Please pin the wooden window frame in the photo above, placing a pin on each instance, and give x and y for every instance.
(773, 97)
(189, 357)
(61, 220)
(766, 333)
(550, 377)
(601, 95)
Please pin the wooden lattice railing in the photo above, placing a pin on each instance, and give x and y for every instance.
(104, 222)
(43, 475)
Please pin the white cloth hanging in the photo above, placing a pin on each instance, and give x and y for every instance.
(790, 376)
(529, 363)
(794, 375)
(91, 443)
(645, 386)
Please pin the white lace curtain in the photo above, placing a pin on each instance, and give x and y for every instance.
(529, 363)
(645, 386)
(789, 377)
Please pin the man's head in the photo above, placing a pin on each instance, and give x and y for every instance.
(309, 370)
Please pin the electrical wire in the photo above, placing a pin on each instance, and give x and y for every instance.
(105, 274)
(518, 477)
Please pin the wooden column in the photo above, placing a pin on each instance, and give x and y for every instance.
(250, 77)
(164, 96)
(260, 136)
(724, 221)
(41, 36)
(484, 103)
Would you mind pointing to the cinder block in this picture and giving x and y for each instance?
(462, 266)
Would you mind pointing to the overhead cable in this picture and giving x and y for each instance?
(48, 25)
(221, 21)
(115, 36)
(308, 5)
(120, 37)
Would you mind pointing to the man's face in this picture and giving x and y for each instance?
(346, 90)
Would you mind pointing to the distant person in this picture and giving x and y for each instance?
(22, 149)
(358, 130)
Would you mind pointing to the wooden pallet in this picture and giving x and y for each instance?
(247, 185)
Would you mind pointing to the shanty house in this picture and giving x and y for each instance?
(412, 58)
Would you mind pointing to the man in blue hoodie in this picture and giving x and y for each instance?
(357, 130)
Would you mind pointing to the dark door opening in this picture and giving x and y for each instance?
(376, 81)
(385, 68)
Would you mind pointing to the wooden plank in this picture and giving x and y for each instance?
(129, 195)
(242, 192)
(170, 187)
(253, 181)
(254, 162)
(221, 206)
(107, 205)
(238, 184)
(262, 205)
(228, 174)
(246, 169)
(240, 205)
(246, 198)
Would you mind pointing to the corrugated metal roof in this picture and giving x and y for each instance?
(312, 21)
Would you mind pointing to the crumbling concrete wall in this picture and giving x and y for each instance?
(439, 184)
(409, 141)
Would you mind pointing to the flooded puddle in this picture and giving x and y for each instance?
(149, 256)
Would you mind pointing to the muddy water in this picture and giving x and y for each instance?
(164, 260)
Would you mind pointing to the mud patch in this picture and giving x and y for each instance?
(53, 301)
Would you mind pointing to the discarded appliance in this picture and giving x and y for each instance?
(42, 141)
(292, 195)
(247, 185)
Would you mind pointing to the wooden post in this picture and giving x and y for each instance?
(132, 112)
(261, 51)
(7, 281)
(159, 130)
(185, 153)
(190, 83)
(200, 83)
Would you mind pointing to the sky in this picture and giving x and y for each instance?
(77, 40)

···

Assignment - Each line from the one with "Would you mind pointing to the discarded" through the last line of the records above must be retyped exactly, and no other line may be given.

Result for this task -
Would you mind pointing to the discarded appliance in this picture and giving x and y for each instance?
(42, 141)
(292, 195)
(247, 185)
Would you mind pointing to the wooden post in this picture and giving x and y for each instance?
(132, 112)
(261, 51)
(7, 281)
(159, 130)
(185, 153)
(190, 83)
(200, 83)
Would you mind pointing to the sky in this picture and giving x and y for each instance?
(77, 40)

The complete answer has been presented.